◆ **Task material**:
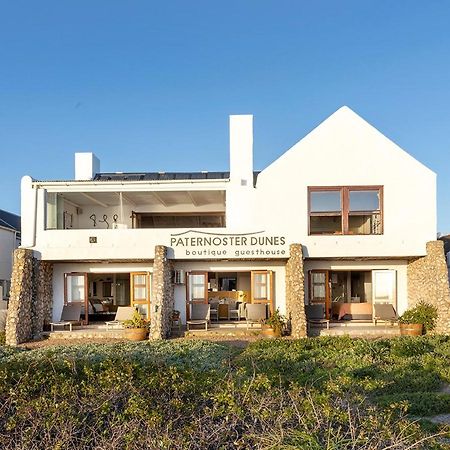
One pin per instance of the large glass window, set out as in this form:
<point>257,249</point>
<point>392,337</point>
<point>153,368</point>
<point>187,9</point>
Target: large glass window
<point>155,220</point>
<point>345,210</point>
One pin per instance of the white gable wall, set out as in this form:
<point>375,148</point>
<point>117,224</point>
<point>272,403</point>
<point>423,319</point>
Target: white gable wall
<point>347,151</point>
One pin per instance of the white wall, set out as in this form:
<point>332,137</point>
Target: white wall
<point>399,266</point>
<point>60,269</point>
<point>180,290</point>
<point>238,266</point>
<point>344,150</point>
<point>347,151</point>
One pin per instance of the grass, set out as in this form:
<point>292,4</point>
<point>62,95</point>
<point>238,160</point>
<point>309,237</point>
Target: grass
<point>324,393</point>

◆ **Work to be completed**:
Could you copy out all the records above, swapping every "Target" for "Label", changing nothing else, and leaving out the pictures?

◆ **Response to this task**:
One pin per instance of the large glass window, set out as in this form:
<point>257,249</point>
<point>392,337</point>
<point>153,368</point>
<point>187,9</point>
Label: large glass window
<point>155,220</point>
<point>345,210</point>
One pin per instance of the white gable wall, set out as in this form:
<point>375,148</point>
<point>117,224</point>
<point>272,403</point>
<point>423,319</point>
Label: white gable wall
<point>347,151</point>
One pin per instance of the white wall, set out as in this form:
<point>332,137</point>
Label: white wall
<point>399,266</point>
<point>60,269</point>
<point>180,290</point>
<point>238,266</point>
<point>344,150</point>
<point>347,151</point>
One pin per instance of the grass, set out as in this form:
<point>292,4</point>
<point>62,95</point>
<point>238,160</point>
<point>309,237</point>
Label: grass
<point>324,393</point>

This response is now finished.